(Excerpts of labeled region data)
================================

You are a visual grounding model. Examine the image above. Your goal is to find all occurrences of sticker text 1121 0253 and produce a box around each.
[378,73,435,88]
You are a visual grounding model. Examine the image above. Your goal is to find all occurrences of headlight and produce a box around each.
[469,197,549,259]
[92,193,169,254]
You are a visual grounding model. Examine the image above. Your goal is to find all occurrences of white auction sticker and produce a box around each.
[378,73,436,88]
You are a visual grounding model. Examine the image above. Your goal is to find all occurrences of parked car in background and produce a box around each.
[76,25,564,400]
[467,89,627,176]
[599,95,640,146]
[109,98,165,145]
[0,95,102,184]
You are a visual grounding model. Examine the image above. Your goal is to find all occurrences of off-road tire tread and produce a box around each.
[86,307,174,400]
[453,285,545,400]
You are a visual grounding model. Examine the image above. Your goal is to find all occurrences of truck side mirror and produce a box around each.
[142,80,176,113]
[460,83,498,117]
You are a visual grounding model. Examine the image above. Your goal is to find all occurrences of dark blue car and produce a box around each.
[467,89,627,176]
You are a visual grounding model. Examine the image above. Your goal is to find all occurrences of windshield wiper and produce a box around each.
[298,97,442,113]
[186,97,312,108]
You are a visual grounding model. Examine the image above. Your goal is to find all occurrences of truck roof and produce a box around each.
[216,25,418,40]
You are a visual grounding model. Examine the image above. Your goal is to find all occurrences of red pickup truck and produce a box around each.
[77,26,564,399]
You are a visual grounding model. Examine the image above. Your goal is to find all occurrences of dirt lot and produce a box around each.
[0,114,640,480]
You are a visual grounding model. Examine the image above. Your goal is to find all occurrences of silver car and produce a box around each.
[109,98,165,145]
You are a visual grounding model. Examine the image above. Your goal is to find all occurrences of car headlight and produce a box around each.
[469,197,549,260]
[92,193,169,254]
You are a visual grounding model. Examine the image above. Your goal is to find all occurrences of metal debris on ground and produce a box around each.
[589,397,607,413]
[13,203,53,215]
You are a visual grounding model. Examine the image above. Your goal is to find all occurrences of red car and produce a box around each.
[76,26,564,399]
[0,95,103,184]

================================

### INSTRUCTIONS TO FOLLOW
Each line of the material should be duplicated exactly, please.

### FULL OUTPUT
You are a visual grounding model. Examine the image above. Your goal is to find all occurrences of sticker text 1121 0253 and produce a box around each.
[378,73,435,88]
You are a visual grounding model. Examine the image above. Your goal is to find all occurrences of headlight and produce a box around each.
[469,197,549,259]
[92,193,169,254]
You are a visual grounding model. Examine the image above. Your goal is to find all occurrences of white auction sticker and produce a box around each.
[378,73,436,88]
You are a visual grounding model. Examine the image above. Your goal is to find all occurrences of parked car in background and produce a box around each.
[76,25,564,400]
[467,89,627,176]
[599,95,640,146]
[109,98,165,145]
[0,95,102,184]
You are a visual grounding model. Examine the image above. Your goal is to find all occurrences of off-road tire tread and produce a box around each.
[86,307,174,400]
[453,285,545,400]
You are a visual grounding model. Examine the image above. Your goal is to find all occurrences of truck side mirror and produce a box around each.
[142,80,176,113]
[460,83,498,117]
You are a visual grounding model. Examine the image above. Your goal is to find all occurrences of dark blue car and produce a box around each.
[467,89,627,176]
You are a visual grounding model. Examine the image above. Your goal is to find all occurrences of windshield wiper and produce a box around each.
[298,97,442,113]
[186,97,312,108]
You are a visual grounding model. Examine the image above. Your goal is to find all occurrences of truck roof and produce a box around each.
[216,25,418,40]
You are a visual grounding model. Examine the image above. Your goal is to find all occurrences of red pickup truck and produce a box around each.
[77,26,564,399]
You are a visual grounding model. Examine the image above. Your goal is to find all occurrences of dirt lot and produce a box around each.
[0,114,640,480]
You are a visual grounding model. Examine the image above. Your goal is to find all occurrences of silver car and produce a box around each.
[109,98,165,145]
You are a visual grounding model. Examine the image above. Your goal is to find all occurrences of car headlight and produce a box around each.
[469,197,549,260]
[92,193,169,254]
You are a visual grounding model. Examine the image above. Your goal is to find all occurrences of metal debris on ground and produce a box around each.
[589,397,607,413]
[13,203,53,215]
You are a visual grounding model. Examine the image above. Your goal is to find all occurrences of red car and produce a box around each.
[76,26,564,399]
[0,95,103,184]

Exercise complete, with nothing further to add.